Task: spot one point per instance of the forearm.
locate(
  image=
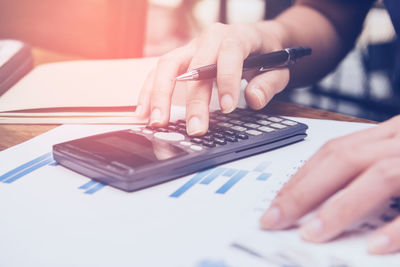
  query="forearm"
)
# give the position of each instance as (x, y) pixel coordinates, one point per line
(329, 27)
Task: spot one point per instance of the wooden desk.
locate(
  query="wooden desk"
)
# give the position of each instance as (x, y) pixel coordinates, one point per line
(11, 135)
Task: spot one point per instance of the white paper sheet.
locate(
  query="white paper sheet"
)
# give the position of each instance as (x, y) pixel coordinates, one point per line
(51, 216)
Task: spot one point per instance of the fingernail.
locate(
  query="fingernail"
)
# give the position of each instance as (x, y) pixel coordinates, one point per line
(312, 230)
(271, 218)
(255, 90)
(378, 244)
(194, 126)
(226, 103)
(155, 116)
(139, 110)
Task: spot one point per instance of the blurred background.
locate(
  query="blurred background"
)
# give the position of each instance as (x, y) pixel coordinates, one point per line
(361, 86)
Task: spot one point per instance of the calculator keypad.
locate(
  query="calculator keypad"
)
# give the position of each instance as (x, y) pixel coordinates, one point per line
(224, 129)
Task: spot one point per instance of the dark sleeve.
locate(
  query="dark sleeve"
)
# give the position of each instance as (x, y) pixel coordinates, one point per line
(347, 16)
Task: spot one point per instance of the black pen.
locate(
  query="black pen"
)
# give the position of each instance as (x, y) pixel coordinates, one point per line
(263, 62)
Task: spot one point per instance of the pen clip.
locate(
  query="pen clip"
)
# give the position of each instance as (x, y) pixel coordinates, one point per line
(290, 61)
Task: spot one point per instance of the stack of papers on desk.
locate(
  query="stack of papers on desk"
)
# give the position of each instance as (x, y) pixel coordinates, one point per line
(93, 91)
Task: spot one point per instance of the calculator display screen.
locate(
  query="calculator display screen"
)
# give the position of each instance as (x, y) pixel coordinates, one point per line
(131, 149)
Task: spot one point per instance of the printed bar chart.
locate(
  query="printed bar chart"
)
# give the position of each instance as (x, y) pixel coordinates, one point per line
(208, 176)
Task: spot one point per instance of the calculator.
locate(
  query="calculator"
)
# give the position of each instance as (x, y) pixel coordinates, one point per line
(144, 156)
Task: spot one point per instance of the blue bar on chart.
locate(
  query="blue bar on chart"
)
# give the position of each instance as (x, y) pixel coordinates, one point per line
(198, 176)
(231, 182)
(264, 176)
(26, 166)
(212, 176)
(229, 172)
(261, 167)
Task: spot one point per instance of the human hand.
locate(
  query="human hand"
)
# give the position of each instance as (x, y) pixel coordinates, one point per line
(228, 46)
(365, 167)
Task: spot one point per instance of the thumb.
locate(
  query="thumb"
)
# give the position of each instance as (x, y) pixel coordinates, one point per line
(263, 87)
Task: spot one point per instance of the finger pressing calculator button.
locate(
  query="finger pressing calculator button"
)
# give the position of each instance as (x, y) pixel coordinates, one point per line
(263, 122)
(172, 137)
(242, 136)
(220, 141)
(224, 124)
(147, 131)
(266, 129)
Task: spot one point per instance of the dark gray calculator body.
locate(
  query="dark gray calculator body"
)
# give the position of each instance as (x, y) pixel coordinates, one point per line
(145, 156)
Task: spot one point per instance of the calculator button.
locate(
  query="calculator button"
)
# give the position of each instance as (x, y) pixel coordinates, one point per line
(231, 138)
(208, 138)
(220, 141)
(252, 125)
(196, 140)
(218, 135)
(266, 129)
(277, 125)
(147, 131)
(181, 130)
(245, 112)
(172, 127)
(238, 128)
(242, 136)
(253, 132)
(275, 119)
(172, 137)
(290, 123)
(224, 124)
(212, 121)
(208, 143)
(263, 122)
(161, 129)
(222, 118)
(136, 129)
(196, 147)
(185, 143)
(262, 116)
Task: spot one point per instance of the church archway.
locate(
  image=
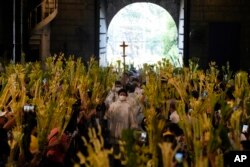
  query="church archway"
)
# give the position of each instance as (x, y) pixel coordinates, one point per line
(174, 7)
(150, 32)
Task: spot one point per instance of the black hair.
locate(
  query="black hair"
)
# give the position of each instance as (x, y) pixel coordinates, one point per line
(118, 82)
(123, 90)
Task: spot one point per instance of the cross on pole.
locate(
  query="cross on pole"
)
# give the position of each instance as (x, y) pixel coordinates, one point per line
(124, 55)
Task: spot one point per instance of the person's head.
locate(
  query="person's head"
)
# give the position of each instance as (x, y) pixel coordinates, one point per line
(122, 93)
(172, 105)
(118, 85)
(136, 82)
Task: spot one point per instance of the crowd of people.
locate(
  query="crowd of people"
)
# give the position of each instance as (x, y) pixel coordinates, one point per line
(123, 109)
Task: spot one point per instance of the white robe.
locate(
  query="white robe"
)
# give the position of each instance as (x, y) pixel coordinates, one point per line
(120, 117)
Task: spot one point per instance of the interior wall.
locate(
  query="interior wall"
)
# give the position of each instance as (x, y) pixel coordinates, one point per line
(205, 13)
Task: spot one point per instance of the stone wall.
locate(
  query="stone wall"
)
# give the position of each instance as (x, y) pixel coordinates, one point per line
(172, 6)
(204, 13)
(74, 29)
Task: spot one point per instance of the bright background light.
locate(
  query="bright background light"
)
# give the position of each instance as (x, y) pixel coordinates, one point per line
(150, 32)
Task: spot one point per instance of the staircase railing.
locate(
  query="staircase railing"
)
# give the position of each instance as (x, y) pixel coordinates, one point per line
(43, 14)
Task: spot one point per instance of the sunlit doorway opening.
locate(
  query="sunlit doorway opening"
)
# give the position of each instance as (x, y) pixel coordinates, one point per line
(150, 33)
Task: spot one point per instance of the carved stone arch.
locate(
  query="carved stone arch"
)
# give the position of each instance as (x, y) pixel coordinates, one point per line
(172, 6)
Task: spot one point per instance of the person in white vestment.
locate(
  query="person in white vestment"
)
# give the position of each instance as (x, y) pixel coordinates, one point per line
(120, 116)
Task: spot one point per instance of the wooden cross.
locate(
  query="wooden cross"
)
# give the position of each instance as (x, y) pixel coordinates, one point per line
(124, 55)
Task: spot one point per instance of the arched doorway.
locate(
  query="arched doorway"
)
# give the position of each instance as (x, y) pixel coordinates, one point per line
(150, 32)
(109, 9)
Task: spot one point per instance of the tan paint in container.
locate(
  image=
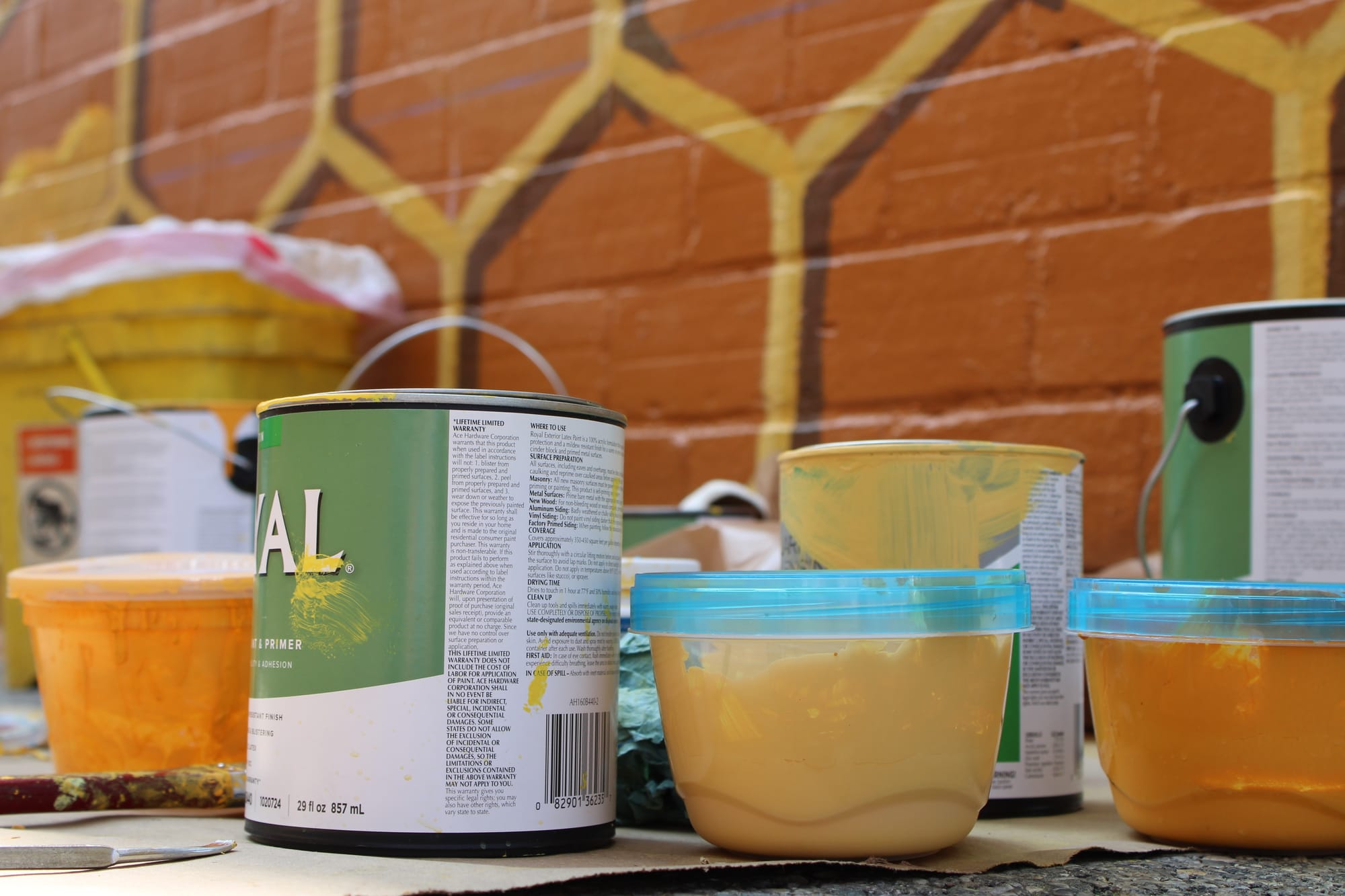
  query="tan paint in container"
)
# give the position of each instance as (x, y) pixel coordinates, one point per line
(966, 505)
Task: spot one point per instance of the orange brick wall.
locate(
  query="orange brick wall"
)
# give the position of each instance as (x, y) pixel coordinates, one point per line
(746, 224)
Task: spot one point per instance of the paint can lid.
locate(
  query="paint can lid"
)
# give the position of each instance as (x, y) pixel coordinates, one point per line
(1250, 313)
(1208, 611)
(138, 577)
(470, 400)
(832, 604)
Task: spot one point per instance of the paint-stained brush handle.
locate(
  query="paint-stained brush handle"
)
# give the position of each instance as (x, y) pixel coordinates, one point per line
(189, 787)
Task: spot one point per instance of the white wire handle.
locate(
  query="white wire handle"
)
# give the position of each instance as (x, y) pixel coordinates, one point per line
(445, 323)
(149, 416)
(1190, 405)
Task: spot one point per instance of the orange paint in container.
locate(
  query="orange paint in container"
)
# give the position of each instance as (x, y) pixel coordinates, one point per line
(1221, 708)
(143, 659)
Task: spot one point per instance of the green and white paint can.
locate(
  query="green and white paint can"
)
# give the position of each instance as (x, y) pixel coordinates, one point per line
(1254, 396)
(435, 663)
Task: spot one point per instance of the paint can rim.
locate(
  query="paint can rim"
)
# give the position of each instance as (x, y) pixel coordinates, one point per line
(1253, 313)
(445, 400)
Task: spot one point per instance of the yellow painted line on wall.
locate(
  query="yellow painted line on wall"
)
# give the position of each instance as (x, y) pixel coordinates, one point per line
(852, 111)
(705, 115)
(1301, 79)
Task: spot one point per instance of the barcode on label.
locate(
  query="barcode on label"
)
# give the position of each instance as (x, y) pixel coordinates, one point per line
(579, 754)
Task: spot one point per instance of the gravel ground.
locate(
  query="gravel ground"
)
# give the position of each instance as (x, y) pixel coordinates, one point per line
(1172, 873)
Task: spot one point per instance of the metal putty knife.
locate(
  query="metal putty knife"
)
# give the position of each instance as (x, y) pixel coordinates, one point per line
(83, 857)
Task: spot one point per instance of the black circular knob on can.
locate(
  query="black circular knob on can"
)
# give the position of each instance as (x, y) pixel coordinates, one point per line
(1218, 388)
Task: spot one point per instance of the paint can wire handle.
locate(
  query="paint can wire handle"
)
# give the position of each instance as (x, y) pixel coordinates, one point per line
(445, 322)
(100, 400)
(1183, 413)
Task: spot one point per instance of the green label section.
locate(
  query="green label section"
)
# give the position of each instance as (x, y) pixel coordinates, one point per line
(365, 604)
(1011, 736)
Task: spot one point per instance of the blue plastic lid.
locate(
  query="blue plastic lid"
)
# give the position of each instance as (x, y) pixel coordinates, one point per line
(1210, 611)
(812, 603)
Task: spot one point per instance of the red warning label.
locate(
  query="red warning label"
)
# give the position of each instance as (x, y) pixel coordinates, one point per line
(48, 451)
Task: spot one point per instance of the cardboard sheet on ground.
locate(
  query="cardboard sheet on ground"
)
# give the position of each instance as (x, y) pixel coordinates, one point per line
(993, 844)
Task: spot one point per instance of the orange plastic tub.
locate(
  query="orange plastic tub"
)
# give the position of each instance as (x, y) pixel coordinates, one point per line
(143, 661)
(1221, 709)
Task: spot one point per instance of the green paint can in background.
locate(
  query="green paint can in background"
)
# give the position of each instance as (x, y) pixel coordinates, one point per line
(435, 637)
(1254, 396)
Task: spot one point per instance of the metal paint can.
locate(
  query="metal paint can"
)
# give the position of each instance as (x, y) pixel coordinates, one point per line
(151, 486)
(1256, 486)
(435, 653)
(966, 505)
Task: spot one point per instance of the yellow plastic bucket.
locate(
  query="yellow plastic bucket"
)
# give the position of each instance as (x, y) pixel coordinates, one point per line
(189, 338)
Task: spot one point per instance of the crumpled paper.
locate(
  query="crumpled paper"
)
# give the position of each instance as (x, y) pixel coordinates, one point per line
(645, 791)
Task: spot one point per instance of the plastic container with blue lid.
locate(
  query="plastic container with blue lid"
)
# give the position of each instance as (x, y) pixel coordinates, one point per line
(1221, 708)
(1230, 612)
(832, 713)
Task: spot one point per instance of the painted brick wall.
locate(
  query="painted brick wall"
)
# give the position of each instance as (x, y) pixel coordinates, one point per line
(748, 225)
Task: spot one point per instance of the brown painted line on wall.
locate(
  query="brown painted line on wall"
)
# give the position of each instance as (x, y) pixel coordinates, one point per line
(637, 36)
(829, 185)
(325, 173)
(510, 220)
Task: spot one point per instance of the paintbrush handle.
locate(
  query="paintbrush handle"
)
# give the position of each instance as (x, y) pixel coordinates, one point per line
(190, 787)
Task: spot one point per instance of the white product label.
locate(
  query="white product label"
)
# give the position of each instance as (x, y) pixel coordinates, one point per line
(146, 489)
(531, 628)
(1299, 451)
(1044, 739)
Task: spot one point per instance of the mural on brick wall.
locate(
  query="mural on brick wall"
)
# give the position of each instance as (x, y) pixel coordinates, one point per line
(736, 192)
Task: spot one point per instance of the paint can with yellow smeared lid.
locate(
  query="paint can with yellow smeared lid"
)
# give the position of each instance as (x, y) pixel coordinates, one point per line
(966, 505)
(435, 651)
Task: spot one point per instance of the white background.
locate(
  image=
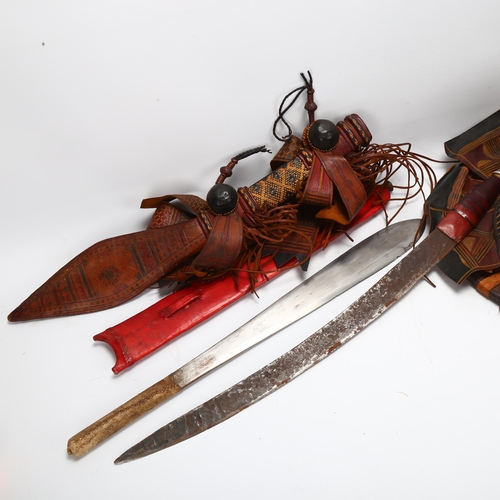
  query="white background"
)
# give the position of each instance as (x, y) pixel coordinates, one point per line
(104, 103)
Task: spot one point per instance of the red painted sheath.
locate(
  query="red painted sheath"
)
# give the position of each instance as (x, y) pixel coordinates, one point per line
(152, 328)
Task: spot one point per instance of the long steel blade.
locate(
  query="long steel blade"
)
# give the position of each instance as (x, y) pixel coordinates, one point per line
(399, 280)
(366, 258)
(363, 260)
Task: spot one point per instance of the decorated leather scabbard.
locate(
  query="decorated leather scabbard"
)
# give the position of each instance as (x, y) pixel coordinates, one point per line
(118, 269)
(477, 258)
(144, 333)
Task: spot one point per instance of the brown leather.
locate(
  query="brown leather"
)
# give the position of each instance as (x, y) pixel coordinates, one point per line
(223, 245)
(478, 147)
(287, 152)
(318, 190)
(113, 271)
(479, 251)
(349, 192)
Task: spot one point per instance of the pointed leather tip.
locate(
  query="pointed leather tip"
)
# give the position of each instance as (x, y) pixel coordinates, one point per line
(124, 458)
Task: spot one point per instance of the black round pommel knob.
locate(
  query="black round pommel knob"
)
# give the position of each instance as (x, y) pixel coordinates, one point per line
(323, 135)
(222, 199)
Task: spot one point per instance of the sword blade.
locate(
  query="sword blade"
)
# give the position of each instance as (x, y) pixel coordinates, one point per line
(311, 351)
(366, 258)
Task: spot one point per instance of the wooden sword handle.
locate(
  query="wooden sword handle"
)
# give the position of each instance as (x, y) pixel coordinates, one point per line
(87, 439)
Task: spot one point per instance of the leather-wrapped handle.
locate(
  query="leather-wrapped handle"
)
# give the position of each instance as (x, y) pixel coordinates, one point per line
(467, 213)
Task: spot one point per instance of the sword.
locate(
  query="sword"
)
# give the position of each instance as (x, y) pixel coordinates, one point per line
(355, 265)
(398, 281)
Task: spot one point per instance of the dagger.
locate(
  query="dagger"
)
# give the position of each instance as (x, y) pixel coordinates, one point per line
(355, 265)
(398, 281)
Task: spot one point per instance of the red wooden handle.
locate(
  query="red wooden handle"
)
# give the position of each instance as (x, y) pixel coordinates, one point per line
(467, 213)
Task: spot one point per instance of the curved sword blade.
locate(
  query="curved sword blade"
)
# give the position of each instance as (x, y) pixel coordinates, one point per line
(452, 229)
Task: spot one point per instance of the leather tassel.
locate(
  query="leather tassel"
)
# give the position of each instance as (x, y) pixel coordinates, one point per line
(112, 271)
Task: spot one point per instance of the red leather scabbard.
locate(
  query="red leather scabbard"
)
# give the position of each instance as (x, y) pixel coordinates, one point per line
(142, 334)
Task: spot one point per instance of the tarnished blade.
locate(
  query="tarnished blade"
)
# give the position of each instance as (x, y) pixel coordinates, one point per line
(358, 263)
(399, 280)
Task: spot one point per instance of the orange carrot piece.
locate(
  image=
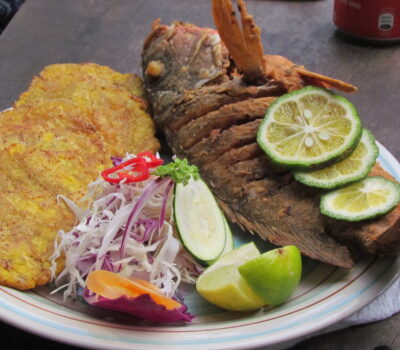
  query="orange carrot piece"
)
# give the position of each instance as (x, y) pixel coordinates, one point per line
(111, 286)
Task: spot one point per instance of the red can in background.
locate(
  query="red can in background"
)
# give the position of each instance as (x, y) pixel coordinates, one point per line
(374, 20)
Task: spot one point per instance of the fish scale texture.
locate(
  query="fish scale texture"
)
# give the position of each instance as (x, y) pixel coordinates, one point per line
(213, 122)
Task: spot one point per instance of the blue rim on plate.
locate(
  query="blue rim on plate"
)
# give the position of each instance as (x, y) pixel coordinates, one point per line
(326, 295)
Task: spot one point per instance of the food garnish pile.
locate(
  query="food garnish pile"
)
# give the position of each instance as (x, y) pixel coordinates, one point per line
(279, 153)
(59, 135)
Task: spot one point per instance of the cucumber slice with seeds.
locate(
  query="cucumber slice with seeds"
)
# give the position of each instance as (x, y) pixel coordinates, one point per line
(365, 199)
(309, 128)
(228, 243)
(199, 220)
(351, 169)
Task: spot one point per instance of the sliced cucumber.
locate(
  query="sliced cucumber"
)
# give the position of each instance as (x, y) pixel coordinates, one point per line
(199, 220)
(228, 243)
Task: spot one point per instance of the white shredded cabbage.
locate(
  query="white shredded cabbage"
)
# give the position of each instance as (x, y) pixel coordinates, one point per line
(124, 231)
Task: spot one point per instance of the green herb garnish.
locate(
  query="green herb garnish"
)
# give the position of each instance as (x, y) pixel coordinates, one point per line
(179, 170)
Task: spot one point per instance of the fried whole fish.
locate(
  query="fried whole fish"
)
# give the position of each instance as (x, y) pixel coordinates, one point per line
(208, 97)
(59, 136)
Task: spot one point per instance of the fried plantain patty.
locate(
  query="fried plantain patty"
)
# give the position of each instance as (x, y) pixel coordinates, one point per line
(59, 136)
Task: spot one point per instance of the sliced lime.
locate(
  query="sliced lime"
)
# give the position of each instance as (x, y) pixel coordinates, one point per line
(274, 275)
(309, 128)
(366, 199)
(225, 287)
(222, 285)
(351, 169)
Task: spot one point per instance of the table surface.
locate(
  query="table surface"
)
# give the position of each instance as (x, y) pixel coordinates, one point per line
(112, 32)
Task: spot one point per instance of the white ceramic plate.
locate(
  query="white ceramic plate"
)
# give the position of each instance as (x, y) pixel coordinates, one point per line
(326, 295)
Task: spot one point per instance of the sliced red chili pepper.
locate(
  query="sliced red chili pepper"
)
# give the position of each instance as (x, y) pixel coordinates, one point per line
(151, 160)
(133, 170)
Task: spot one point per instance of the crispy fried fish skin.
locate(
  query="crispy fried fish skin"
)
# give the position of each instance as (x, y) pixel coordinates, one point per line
(58, 137)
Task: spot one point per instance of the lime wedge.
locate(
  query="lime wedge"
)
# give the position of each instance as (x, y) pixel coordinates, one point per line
(274, 275)
(222, 285)
(351, 169)
(366, 199)
(244, 280)
(309, 128)
(226, 288)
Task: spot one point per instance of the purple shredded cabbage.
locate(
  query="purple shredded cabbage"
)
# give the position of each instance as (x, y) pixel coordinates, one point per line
(116, 160)
(142, 306)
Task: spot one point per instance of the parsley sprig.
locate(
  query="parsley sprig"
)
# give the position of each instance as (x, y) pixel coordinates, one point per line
(179, 170)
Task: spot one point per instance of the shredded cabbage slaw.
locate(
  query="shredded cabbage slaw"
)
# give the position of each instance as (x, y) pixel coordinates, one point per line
(128, 229)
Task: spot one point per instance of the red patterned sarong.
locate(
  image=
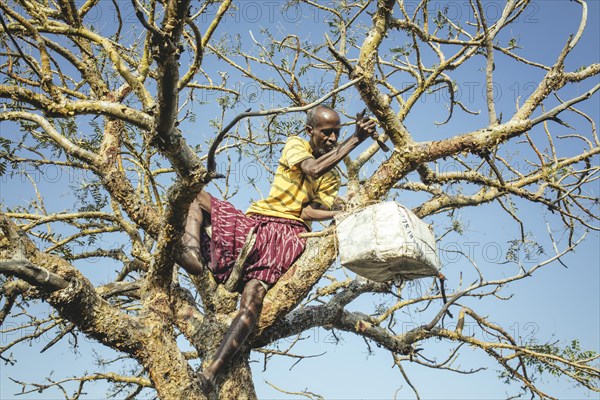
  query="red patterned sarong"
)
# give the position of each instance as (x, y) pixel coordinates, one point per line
(276, 248)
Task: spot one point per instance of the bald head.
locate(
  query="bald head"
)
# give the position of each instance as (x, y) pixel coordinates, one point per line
(321, 113)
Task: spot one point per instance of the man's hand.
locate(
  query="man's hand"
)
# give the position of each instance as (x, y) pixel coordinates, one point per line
(365, 126)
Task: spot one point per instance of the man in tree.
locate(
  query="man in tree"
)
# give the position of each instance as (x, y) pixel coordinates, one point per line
(303, 190)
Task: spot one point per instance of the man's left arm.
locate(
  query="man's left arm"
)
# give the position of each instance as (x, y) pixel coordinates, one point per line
(317, 212)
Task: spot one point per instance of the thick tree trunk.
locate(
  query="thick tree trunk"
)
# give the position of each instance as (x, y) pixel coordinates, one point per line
(237, 383)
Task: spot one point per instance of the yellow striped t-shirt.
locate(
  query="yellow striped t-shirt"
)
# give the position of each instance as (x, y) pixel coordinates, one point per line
(291, 189)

- - - - - - -

__What you need to do__: Do not include the pictures. Quote only the lines from the line with "Task: spot one point per instance of the parsley" through the end of the material, both ends included, exactly.

__Correct answer__:
Task: spot one point per instance of the parsley sprig.
locate(
  query="parsley sprig"
)
# give the position of each instance as (x, y) pixel coordinates, one point per line
(179, 170)
Task: spot one point per instance of the shredded cabbage slaw.
locate(
  query="shredded cabbage slaw"
)
# give the position of each instance as (x, y) pixel coordinates, one point per line
(128, 229)
Task: spot one point per instance of the red patterned sarong.
locate(
  image=
  query="red patterned sarong"
)
# give the position of each instance as (x, y) pixel coordinates, one point per line
(276, 248)
Task: spot one point per instance of the bald head.
locate(
  query="bald head"
)
# give the position of each instance as (x, y) pixel coordinates, one point per line
(321, 113)
Task: spot one point per instance of the man's hand.
locate(
  query="man's hand"
)
# give the position of each instance as (x, y) pixel coordinates, one point per line
(365, 126)
Task: spot one point per instance of the man in tree.
locate(
  query="man in tree"
)
# give the position of each instance as (x, y) pixel coordinates, one point per line
(303, 190)
Task: spot one point per instance of the man's left arm.
locate(
  query="man's left arm"
)
# give the position of each instance as (x, y) pixel coordinates, one point per line
(317, 212)
Task: spot one point per instance of the thick tree trunk.
locate(
  query="thick tree trunk"
)
# give the position of each instance as (x, y) pixel coordinates, one point per line
(237, 383)
Task: spot one point per instance of the yellow striped t-shirt.
locate(
  query="yellow striped t-shirt"
)
# give the position of each instance as (x, y) pixel coordinates, one point per line
(291, 189)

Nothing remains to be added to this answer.